─── Given passage

The federal group that developed the 2016 guideline for how primary care providers should manage opioids and chronic pain revealed this week plans to estimate opioid prescribing rates for various medical conditions and procedures.
This new project, said Christina Mikosz of the National Center for Injury Prevention and Control at the Centers for Disease Control and Prevention (CDC), “aligns with our efforts to prevent opioid misuse, abuse, and overdose.”
One of those efforts was the National Center for Injury Prevention and Control’s development of the CDC Guideline for Prescribing Opioids for Chronic Pain — United States, 2016.
“The new project ... is meant to inform upstream health strategies to curtail this troubling epidemic,” Mikosz told the National Center for Injury Prevention and Control’s Board of Scientific Counselors (BSC) on Tuesday during a public meeting held in Atlanta.
Despite issuance of multiple clinical guidelines by various groups, the epidemic has not abated, she said.
Recent research has found differences between the amount of opioid prescribed to postoperative patients on discharge and the amount of opioid used by these patients when home, Mikosz mentioned as an example. These differences result in leftover opioids, she said, which pose a potential danger to members of patients’ households and the community.

──────
─── Data extract

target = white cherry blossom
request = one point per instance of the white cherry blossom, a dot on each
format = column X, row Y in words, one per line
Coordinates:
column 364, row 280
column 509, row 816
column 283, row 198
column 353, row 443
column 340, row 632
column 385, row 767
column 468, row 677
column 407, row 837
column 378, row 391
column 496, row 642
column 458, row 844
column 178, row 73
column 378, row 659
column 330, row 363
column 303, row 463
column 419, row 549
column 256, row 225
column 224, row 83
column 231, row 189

──────

*Problem to solve:*
Answer these questions from the opioid prescribing article.
1. At which center does Christina Mikosz work?
2. In what city was the public meeting where Mikosz addressed the Board of Scientific Counselors?
3. According to Mikosz, what results from the differences between the amount of opioid prescribed to postoperative patients on discharge and the amount they use at home?

*Solution for this exercise:*
1. The National Center for Injury Prevention and Control at the Centers for Disease Control and Prevention (CDC).
2. Atlanta.
3. Leftover opioids.